[Records]

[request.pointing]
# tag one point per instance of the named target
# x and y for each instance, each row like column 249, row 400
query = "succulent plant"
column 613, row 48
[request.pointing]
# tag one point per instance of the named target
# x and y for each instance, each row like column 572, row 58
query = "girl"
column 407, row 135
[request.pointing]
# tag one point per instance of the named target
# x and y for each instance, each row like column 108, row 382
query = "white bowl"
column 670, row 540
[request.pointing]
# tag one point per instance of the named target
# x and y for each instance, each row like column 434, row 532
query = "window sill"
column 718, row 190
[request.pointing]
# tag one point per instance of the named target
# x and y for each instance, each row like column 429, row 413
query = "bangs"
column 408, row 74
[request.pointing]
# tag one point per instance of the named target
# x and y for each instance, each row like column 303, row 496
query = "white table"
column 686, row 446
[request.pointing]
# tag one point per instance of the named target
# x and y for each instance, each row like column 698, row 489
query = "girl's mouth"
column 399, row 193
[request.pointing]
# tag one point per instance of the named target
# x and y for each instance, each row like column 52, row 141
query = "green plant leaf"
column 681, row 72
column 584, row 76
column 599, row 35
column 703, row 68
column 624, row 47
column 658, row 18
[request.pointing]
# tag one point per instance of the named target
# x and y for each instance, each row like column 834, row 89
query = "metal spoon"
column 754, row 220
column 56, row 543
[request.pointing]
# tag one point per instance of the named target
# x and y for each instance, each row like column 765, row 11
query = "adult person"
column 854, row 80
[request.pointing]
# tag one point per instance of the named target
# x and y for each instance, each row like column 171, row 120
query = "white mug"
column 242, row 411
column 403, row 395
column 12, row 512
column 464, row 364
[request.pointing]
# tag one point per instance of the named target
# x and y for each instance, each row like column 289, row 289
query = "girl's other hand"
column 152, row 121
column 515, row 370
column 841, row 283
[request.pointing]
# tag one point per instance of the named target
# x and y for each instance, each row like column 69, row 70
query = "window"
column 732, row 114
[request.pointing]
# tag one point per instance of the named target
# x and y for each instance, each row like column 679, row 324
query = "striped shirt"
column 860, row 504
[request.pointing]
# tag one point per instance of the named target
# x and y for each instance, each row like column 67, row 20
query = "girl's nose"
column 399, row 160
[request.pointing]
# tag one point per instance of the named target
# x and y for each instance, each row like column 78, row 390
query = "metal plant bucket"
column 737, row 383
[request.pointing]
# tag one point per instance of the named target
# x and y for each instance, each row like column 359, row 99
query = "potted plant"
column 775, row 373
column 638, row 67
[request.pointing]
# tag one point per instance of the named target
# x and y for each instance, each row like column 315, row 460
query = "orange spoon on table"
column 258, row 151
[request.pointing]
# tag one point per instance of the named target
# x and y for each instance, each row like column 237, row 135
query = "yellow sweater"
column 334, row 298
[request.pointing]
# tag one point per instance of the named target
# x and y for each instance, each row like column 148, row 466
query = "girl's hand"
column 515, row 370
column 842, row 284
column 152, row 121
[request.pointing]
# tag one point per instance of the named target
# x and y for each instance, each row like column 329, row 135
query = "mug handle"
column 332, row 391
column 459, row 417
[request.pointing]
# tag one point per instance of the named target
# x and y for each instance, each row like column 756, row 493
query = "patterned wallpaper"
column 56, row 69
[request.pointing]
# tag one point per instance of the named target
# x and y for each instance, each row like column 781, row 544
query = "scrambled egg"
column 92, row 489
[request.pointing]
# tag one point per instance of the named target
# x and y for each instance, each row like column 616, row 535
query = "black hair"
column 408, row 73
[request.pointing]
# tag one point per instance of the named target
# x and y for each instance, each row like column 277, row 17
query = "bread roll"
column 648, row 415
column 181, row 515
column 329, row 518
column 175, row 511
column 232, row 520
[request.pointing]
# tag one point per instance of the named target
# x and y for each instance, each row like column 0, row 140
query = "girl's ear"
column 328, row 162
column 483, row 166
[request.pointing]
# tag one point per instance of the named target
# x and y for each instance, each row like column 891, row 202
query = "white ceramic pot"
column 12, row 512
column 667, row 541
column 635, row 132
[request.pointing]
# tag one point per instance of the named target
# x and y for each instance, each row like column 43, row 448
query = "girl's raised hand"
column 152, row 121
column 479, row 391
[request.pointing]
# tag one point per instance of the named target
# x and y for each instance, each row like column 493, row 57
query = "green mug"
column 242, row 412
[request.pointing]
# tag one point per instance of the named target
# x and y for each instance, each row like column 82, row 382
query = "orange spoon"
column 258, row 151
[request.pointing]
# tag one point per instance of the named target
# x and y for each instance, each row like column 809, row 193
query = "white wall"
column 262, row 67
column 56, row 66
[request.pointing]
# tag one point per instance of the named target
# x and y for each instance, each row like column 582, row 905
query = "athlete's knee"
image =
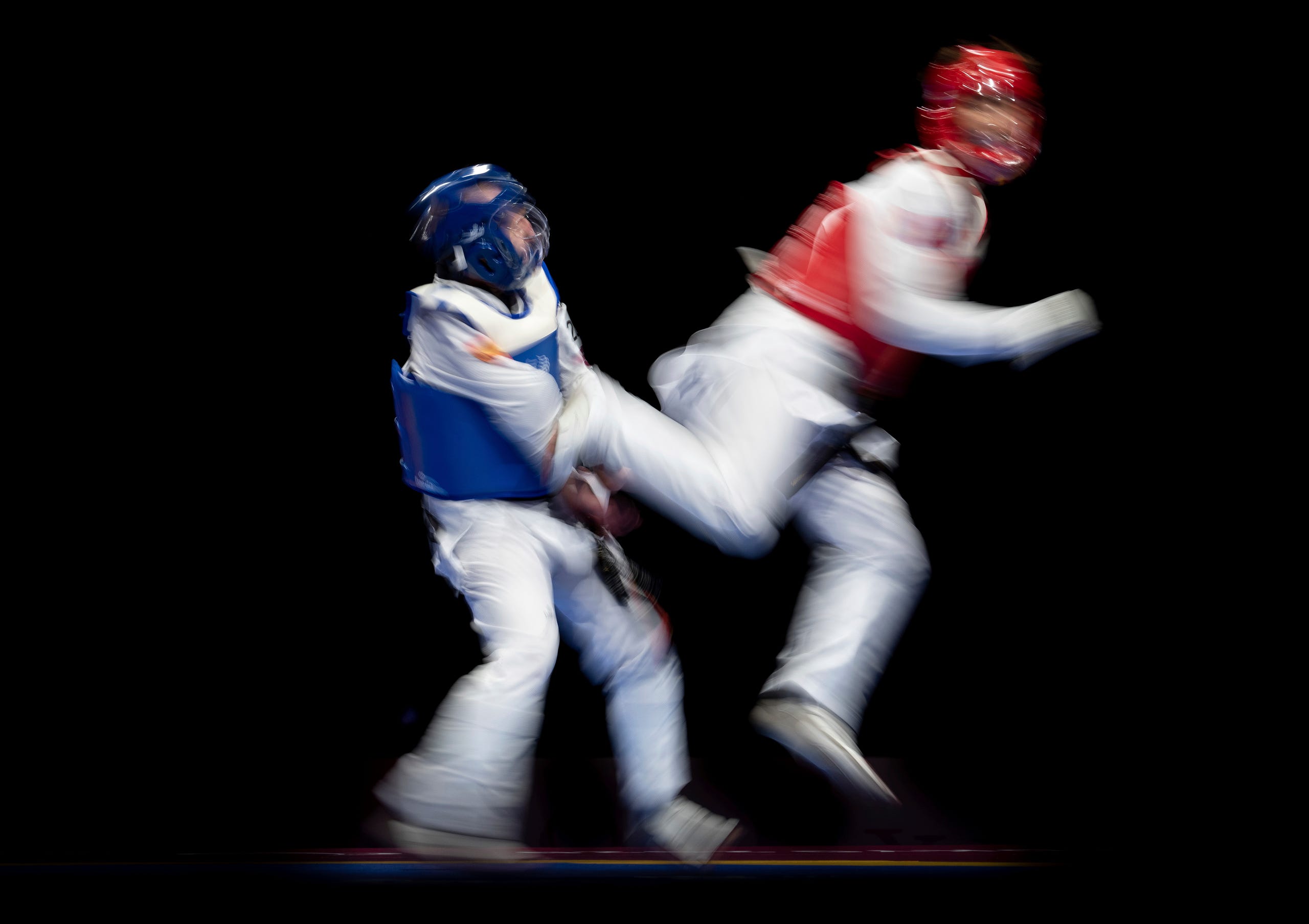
column 752, row 541
column 528, row 656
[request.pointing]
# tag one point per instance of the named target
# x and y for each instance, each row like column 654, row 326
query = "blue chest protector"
column 448, row 444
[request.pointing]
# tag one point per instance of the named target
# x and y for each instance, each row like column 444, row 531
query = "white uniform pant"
column 867, row 572
column 517, row 566
column 761, row 384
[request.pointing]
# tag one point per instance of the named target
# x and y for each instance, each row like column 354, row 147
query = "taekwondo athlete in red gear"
column 870, row 279
column 490, row 409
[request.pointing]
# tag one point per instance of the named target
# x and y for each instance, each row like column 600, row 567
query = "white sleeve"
column 573, row 364
column 915, row 239
column 523, row 401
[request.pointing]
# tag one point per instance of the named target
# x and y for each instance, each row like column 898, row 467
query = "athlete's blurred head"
column 983, row 108
column 480, row 226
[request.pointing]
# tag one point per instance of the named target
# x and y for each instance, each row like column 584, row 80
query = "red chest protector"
column 810, row 274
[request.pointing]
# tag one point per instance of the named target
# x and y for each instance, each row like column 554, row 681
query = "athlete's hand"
column 591, row 497
column 1057, row 322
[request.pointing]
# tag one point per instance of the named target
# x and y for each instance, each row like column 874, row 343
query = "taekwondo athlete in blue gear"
column 492, row 413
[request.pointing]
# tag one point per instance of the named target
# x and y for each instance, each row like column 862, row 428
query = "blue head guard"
column 480, row 221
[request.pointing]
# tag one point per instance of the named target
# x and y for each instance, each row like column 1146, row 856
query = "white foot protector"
column 817, row 737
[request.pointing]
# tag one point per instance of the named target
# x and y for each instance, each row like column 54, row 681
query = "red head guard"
column 1003, row 150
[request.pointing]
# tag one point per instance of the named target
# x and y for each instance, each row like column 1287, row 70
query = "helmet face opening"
column 481, row 224
column 982, row 106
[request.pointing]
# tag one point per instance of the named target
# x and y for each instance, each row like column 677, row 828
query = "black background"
column 256, row 663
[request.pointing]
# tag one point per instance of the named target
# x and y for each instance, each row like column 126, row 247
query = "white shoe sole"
column 449, row 846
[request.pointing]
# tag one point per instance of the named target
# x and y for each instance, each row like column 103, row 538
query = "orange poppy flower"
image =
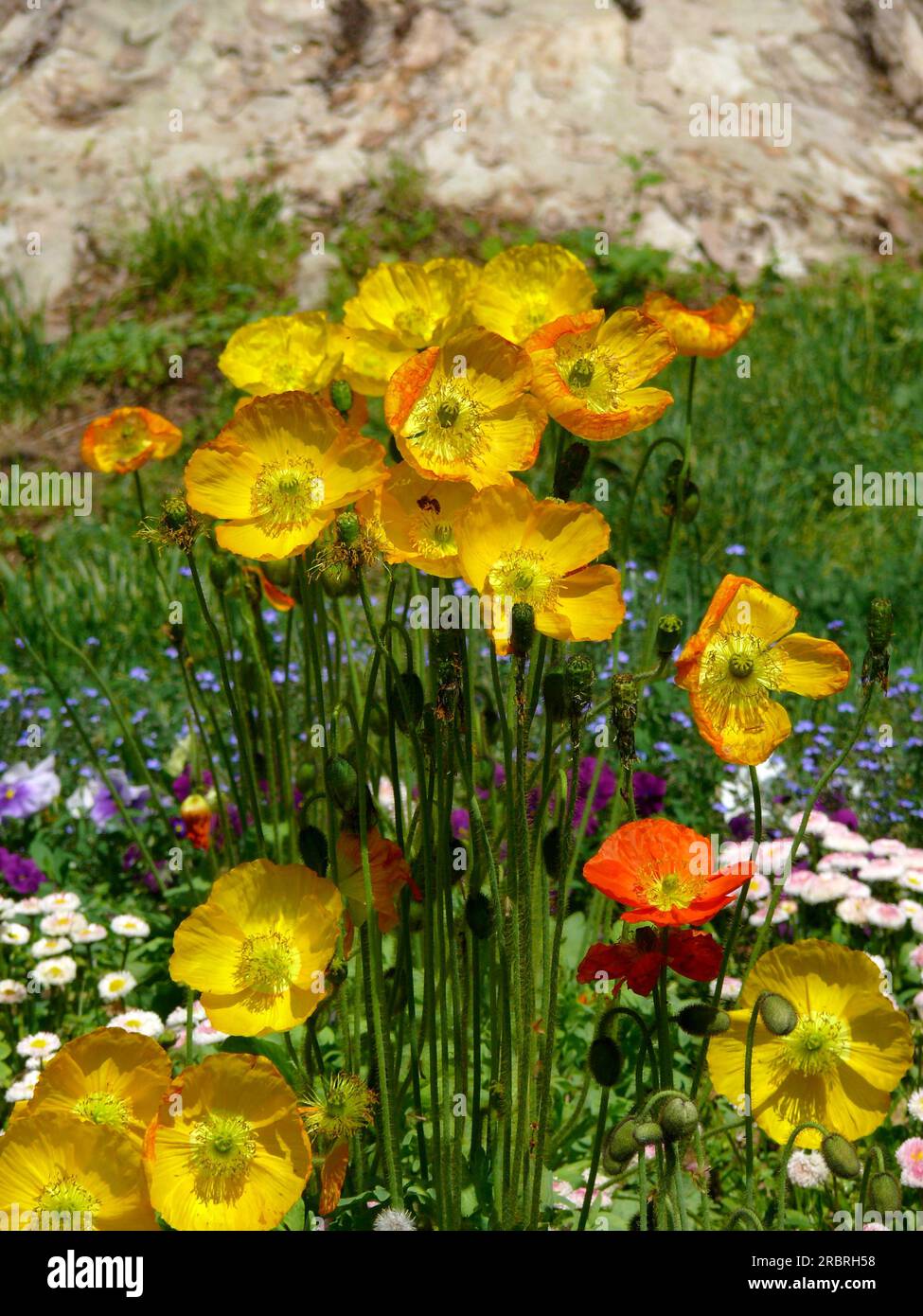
column 690, row 953
column 127, row 438
column 461, row 412
column 701, row 333
column 737, row 657
column 588, row 371
column 389, row 873
column 664, row 873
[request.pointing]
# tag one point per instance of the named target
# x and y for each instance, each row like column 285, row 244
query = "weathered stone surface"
column 523, row 110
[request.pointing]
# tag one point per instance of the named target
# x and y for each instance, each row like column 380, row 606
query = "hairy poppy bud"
column 678, row 1116
column 479, row 915
column 778, row 1015
column 341, row 395
column 703, row 1020
column 669, row 630
column 313, row 849
column 605, row 1061
column 841, row 1156
column 341, row 780
column 569, row 470
column 522, row 630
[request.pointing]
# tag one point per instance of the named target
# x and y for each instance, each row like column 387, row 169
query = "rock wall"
column 525, row 108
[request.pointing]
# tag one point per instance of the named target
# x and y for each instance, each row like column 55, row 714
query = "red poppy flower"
column 689, row 951
column 664, row 873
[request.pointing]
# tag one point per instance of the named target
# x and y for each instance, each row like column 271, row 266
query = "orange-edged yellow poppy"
column 279, row 471
column 461, row 412
column 226, row 1149
column 738, row 655
column 283, row 353
column 258, row 947
column 389, row 873
column 61, row 1173
column 588, row 371
column 842, row 1061
column 525, row 287
column 701, row 333
column 127, row 438
column 514, row 547
column 400, row 308
column 417, row 519
column 107, row 1076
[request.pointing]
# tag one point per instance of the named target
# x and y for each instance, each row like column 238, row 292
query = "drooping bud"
column 778, row 1015
column 569, row 470
column 841, row 1156
column 341, row 397
column 313, row 849
column 703, row 1020
column 669, row 631
column 479, row 915
column 605, row 1061
column 678, row 1116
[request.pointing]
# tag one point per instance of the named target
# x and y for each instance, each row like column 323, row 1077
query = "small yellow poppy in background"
column 127, row 438
column 107, row 1076
column 515, row 547
column 258, row 947
column 58, row 1171
column 738, row 657
column 525, row 287
column 228, row 1149
column 400, row 308
column 283, row 353
column 588, row 371
column 417, row 517
column 701, row 333
column 278, row 472
column 842, row 1061
column 461, row 412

■ **Problem to work on**: Reproduce the rows above word for word, starting with the first line and stopping after the line that contains "column 408, row 74".

■ **Solution**:
[request.pointing]
# tag one point per instance of the named target
# x and y for each instance, each row like column 249, row 400
query = "succulent plant"
column 613, row 48
[request.pointing]
# tag one point per instance of the named target
# x and y for each instance, each row like column 572, row 58
query = "girl"
column 407, row 135
[request.pointing]
# tag one point per instance of the named target
# x and y for each instance, each row like column 108, row 382
query = "white bowl"
column 670, row 540
[request.pointing]
# tag one point per instance of the named target
# x and y for each instance, each row like column 434, row 532
query = "window sill"
column 718, row 190
[request.pointing]
# tag one point per instance of the named target
# x and y for each instance, each row like column 429, row 413
query = "bangs"
column 408, row 74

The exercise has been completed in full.